*** ESTRATTO DEL DOCUMENTO ***

Tunisia: il premier si dimette dopo il fallito tentativo di dare vita a un governo
tecnico
In Tunisia il primo ministro Hamadi Jebali si è dimesso. Lo ha annunciato lui stesso,
in serata, in un intervento televisivo. Jebali oggi si era incontrato a lungo con
il presidente della repubblica, Marzouki, dopo un fallito tentativo di rimpasto del
proprio governo. L’intenzione era crearne uno di tecnici in grado di dare risposte
concrete alla crisi che attanaglia il Paese, in particolare dopo l'uccisione del capo
dell'opposizione laica, Chockri Belaid. Ora il timore è che la Tunisia cada davvero
in una delicatissima crisi istituzionale favorita da un clima politico di totale confusione.
Fausta Speranza ne ha parlato con Anna Bono, docente di Storia dei paesi
e delle istituzioni africane all’Università Tor Vergata:
R. - Aggrava
una situazione che nelle ultime settimane, anzi negli ultimi mesi, si è andata deteriorando.

*** VOCI REGISTRATE ***

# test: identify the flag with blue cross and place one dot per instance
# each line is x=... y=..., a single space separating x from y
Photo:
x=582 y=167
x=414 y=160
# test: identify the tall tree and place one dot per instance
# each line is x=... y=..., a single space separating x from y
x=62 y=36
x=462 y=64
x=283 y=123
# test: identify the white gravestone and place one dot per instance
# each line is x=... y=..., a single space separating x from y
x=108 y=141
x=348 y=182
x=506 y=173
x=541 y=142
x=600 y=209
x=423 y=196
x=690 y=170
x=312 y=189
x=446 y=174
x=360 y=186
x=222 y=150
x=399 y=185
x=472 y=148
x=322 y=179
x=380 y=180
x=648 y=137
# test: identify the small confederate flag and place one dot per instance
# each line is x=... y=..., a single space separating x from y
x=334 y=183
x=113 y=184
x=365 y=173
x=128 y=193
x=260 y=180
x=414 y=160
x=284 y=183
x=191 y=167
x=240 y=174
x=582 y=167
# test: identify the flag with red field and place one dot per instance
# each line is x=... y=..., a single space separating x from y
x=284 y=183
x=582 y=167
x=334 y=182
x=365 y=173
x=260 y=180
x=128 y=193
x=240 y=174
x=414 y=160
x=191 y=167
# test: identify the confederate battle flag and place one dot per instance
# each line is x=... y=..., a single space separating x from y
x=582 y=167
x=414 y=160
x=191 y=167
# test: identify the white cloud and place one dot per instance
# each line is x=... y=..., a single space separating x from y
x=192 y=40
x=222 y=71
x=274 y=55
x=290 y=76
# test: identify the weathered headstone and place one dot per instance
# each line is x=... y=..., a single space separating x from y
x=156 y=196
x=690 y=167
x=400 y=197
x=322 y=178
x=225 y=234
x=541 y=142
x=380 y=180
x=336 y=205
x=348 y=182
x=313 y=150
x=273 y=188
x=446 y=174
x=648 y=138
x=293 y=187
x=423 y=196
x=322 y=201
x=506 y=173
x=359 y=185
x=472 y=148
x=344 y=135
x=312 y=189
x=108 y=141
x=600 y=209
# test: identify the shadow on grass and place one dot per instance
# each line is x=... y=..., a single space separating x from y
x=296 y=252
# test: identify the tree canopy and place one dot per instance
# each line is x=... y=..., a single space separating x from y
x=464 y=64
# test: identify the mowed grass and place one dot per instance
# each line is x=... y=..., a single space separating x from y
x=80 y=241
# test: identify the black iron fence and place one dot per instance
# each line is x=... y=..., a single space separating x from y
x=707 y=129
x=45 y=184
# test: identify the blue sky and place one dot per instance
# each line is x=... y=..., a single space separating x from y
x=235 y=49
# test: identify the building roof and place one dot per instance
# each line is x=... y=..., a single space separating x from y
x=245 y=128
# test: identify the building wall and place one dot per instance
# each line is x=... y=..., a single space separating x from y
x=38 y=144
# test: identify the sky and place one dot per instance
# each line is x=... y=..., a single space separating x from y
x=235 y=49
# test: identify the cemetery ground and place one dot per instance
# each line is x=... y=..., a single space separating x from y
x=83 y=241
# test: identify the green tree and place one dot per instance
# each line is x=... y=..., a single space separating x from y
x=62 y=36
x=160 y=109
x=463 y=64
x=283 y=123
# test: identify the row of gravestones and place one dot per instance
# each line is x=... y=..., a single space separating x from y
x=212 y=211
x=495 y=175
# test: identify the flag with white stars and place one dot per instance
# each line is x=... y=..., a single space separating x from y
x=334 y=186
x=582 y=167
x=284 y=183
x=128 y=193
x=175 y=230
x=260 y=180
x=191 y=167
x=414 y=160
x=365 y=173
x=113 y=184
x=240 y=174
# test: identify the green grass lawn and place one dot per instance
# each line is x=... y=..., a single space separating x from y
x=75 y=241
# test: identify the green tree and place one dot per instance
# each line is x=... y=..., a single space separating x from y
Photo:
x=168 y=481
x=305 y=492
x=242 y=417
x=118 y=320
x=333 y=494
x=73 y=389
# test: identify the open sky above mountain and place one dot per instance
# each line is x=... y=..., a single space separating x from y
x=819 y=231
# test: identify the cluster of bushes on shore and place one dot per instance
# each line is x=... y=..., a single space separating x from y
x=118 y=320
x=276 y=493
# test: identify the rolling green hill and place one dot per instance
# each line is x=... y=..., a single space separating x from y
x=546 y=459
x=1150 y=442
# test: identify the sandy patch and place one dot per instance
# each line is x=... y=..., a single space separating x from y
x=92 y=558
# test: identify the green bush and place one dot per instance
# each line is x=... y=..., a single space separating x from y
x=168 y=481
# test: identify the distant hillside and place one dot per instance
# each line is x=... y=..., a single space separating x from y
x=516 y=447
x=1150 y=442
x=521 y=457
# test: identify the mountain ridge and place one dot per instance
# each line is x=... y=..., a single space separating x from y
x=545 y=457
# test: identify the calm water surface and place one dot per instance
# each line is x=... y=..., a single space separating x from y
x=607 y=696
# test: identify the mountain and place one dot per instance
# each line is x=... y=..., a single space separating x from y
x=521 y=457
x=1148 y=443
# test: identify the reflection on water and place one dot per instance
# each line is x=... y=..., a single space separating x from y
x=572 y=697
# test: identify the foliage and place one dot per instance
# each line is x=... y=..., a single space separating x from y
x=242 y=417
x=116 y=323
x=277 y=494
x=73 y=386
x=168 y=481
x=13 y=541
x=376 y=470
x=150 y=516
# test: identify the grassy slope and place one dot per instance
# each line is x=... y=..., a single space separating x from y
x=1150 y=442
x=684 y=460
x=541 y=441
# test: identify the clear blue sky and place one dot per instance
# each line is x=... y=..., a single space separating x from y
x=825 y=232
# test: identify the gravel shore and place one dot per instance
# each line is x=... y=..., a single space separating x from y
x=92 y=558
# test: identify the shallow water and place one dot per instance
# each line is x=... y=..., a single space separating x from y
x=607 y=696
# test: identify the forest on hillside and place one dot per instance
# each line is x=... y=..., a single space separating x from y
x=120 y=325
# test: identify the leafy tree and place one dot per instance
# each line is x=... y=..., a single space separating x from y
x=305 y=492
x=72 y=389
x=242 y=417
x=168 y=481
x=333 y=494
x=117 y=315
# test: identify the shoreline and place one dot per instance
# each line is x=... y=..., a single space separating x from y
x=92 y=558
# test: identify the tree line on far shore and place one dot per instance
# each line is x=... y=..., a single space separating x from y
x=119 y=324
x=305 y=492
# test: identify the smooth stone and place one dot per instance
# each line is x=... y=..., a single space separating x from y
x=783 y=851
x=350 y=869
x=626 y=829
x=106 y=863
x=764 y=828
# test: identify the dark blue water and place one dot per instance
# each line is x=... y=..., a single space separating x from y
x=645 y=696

***

> _COMPITI DA SVOLGERE_:
[A] Riformuli in forma di elenco, più brevemente e conservandone i fatti principali, il paragrafo del testo sulla Tunisia che inizia con «In Tunisia il primo ministro Hamadi Jebali».
[B] Duplichi senza alcuna modifica la parte del testo sulla Tunisia che si apre con le parole contenenti «Fausta Speranza ne» e si chiude con «è andata deteriorando.».
Per rispondere si attenga unicamente al testo sulla Tunisia.

> _RISPOSTE FORNITE_:
[A]
- Il primo ministro tunisino Hamadi Jebali si è dimesso e lo ha annunciato in serata in un intervento televisivo.
- In giornata aveva avuto un lungo incontro con il presidente della repubblica, Marzouki, dopo il fallito tentativo di rimpasto del proprio governo.
- Intendeva formare un governo di tecnici capace di rispondere concretamente alla crisi del Paese, in particolare dopo l'uccisione del capo dell'opposizione laica, Chockri Belaid.
- Ora si teme che la Tunisia cada in una delicatissima crisi istituzionale, favorita da un clima politico di totale confusione.

[B]
Fausta Speranza ne ha parlato con Anna Bono, docente di Storia dei paesi
e delle istituzioni africane all’Università Tor Vergata:
R. - Aggrava
una situazione che nelle ultime settimane, anzi negli ultimi mesi, si è andata deteriorando.